In the records below, one line contains "gray suv in the photo above.". Print that line and every line after it exactly, down to the final one.

— Region pointing data —
Start of Block

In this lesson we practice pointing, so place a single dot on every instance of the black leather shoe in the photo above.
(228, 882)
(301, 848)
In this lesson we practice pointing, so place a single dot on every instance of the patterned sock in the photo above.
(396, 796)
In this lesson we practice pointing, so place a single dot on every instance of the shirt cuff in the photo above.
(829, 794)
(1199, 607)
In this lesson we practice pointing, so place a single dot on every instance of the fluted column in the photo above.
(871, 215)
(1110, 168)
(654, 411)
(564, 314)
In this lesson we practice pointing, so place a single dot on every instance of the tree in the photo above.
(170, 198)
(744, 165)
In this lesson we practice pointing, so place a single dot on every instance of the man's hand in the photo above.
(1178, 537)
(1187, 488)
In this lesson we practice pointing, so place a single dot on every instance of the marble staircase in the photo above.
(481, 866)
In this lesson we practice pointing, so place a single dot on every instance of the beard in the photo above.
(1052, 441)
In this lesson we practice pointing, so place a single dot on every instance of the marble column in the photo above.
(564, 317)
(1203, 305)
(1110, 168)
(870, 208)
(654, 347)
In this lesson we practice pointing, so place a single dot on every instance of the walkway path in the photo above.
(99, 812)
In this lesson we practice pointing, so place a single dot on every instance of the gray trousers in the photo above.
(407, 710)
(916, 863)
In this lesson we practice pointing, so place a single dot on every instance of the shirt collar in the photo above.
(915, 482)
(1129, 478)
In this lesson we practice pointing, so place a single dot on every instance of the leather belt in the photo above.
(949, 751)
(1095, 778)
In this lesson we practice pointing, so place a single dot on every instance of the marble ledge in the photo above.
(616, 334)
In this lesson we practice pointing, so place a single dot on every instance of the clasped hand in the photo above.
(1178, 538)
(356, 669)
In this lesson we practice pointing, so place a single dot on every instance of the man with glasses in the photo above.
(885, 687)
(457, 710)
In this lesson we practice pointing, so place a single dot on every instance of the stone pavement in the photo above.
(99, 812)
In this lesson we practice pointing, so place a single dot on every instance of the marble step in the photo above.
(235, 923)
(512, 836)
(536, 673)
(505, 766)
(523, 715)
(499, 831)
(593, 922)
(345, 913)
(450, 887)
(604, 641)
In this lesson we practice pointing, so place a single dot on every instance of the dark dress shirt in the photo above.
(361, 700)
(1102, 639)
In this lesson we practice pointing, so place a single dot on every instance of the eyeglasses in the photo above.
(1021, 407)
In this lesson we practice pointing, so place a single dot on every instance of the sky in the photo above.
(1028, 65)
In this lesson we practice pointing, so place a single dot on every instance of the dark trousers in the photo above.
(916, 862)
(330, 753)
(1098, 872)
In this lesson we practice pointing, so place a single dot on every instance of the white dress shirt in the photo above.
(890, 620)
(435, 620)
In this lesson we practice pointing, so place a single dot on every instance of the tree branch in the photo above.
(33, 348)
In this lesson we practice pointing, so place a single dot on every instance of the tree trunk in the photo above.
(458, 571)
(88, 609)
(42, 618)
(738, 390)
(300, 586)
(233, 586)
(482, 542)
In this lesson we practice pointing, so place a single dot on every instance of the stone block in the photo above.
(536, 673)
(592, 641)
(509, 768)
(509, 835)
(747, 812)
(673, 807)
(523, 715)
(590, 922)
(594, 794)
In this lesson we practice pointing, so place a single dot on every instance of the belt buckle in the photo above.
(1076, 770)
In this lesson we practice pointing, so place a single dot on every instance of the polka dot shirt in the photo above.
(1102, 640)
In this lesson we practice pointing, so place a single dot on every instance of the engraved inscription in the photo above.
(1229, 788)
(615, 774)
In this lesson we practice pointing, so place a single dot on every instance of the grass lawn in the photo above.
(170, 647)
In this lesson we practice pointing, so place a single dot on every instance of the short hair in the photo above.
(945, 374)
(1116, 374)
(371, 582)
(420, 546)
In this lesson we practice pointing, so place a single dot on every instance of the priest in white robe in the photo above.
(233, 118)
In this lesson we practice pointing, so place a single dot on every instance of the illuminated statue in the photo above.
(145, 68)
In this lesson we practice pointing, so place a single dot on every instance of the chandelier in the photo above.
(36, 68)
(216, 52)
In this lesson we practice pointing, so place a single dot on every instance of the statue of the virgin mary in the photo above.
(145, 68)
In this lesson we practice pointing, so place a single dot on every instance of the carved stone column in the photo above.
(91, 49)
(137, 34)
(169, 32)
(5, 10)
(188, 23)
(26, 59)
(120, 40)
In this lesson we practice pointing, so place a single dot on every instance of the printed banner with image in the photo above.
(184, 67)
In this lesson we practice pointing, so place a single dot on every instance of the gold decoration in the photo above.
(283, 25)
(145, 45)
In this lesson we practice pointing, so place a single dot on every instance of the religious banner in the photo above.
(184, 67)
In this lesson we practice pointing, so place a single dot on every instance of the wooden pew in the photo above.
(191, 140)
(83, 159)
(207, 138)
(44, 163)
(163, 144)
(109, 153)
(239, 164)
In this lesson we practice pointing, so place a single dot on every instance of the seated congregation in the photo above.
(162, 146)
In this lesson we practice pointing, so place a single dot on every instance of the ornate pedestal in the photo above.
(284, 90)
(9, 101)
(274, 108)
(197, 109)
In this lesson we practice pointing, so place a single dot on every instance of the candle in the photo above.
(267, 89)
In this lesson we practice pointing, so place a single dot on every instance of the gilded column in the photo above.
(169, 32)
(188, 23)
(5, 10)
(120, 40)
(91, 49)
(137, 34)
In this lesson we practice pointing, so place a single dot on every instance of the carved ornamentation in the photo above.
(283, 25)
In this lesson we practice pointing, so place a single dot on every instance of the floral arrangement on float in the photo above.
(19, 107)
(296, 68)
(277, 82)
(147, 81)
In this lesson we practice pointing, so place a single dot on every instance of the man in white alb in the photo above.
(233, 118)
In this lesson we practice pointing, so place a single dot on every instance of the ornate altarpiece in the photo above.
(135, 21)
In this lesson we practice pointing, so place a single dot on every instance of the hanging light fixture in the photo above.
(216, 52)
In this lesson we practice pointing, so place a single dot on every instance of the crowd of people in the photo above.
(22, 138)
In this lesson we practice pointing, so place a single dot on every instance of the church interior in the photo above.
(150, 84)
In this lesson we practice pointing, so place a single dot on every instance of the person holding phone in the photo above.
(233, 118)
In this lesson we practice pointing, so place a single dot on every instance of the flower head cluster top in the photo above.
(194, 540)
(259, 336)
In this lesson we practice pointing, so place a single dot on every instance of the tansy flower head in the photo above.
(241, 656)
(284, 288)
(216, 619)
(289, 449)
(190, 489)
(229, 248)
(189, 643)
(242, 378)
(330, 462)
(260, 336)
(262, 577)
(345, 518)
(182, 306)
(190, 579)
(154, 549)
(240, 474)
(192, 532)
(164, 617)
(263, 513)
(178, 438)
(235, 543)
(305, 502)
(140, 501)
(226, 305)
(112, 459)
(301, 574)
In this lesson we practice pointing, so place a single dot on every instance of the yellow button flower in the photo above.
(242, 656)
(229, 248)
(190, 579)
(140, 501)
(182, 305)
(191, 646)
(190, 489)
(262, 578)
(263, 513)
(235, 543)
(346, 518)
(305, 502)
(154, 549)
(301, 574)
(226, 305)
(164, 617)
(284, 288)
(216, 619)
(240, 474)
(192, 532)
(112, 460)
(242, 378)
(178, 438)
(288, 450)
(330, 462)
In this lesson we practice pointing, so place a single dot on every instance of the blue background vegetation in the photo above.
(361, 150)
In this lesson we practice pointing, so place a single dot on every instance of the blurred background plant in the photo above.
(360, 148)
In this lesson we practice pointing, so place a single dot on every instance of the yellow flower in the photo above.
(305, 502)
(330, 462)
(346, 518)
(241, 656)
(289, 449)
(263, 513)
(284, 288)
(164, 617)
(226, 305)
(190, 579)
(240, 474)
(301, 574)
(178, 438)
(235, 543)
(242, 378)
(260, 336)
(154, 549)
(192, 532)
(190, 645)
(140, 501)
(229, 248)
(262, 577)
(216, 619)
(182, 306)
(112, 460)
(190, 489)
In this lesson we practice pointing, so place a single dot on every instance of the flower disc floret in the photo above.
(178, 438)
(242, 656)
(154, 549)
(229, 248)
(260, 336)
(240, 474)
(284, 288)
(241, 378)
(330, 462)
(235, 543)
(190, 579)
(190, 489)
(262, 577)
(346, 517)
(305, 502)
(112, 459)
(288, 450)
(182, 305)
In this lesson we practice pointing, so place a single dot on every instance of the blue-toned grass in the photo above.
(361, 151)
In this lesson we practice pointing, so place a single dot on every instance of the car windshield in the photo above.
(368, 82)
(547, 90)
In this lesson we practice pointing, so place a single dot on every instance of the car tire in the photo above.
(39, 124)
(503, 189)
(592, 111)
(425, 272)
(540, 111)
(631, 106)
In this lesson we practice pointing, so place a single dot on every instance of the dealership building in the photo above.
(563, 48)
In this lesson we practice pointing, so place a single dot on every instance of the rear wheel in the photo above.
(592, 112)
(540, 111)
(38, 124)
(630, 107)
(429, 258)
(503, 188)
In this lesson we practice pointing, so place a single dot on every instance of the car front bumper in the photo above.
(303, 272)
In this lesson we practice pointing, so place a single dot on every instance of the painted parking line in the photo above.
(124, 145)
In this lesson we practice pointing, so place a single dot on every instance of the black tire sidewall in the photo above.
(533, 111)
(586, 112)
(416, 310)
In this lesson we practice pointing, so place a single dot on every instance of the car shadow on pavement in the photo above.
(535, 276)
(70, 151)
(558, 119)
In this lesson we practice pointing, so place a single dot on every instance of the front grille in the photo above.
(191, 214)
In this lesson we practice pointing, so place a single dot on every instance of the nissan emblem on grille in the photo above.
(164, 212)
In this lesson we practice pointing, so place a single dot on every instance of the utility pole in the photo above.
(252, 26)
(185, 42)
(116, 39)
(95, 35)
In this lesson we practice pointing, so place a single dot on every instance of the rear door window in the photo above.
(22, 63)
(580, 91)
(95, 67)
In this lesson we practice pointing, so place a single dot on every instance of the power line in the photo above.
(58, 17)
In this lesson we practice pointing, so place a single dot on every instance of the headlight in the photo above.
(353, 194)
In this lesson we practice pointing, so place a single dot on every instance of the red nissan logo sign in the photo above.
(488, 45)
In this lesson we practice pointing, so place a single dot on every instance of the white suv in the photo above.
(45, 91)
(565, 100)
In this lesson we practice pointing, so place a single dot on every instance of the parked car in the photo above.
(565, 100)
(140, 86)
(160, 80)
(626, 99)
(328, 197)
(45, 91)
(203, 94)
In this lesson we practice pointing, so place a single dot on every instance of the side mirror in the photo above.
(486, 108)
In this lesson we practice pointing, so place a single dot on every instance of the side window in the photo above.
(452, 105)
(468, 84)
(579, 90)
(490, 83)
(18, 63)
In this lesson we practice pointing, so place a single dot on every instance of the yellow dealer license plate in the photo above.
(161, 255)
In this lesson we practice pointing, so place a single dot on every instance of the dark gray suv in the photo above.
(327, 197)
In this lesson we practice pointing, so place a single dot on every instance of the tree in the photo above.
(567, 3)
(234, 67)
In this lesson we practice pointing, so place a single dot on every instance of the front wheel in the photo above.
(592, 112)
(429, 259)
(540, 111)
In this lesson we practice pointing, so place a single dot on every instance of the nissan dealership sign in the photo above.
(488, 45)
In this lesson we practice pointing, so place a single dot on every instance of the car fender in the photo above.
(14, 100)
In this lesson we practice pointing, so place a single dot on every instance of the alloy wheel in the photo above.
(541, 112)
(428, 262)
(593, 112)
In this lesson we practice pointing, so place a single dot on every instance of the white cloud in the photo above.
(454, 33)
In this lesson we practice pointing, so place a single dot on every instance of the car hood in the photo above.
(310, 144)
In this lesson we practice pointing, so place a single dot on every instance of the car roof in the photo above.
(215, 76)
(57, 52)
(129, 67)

End of Block

— WRITTEN SOLUTION —
In this lesson we practice pointing, so place a single dot on every instance of the dark gray suv in the photo above.
(327, 197)
In this lesson we practice pointing, so place a single dot on every instance of the tree in the photo above.
(567, 3)
(234, 67)
In this lesson we practice pointing, so place a single dot on every instance of the front wheel in the photo above.
(592, 112)
(429, 259)
(540, 111)
In this lesson we practice pointing, so place a single dot on every instance of the nissan dealership sign in the photo above.
(488, 45)
In this lesson we practice pointing, so place a single dot on every instance of the car fender in the photo above.
(14, 100)
In this lesson we practice pointing, so place a single dot on every instance of the alloy wheel in the photo above.
(541, 112)
(428, 262)
(593, 112)
In this lesson we practice pointing, so place a single dot on every instance of the white cloud in the photo above.
(454, 33)
In this lesson we practice pointing, so place a single dot on every instance of the car hood in the photo above.
(310, 144)
In this lesson we practice pointing, so place a single dot on every instance of the car roof in the photo above.
(215, 76)
(57, 52)
(129, 67)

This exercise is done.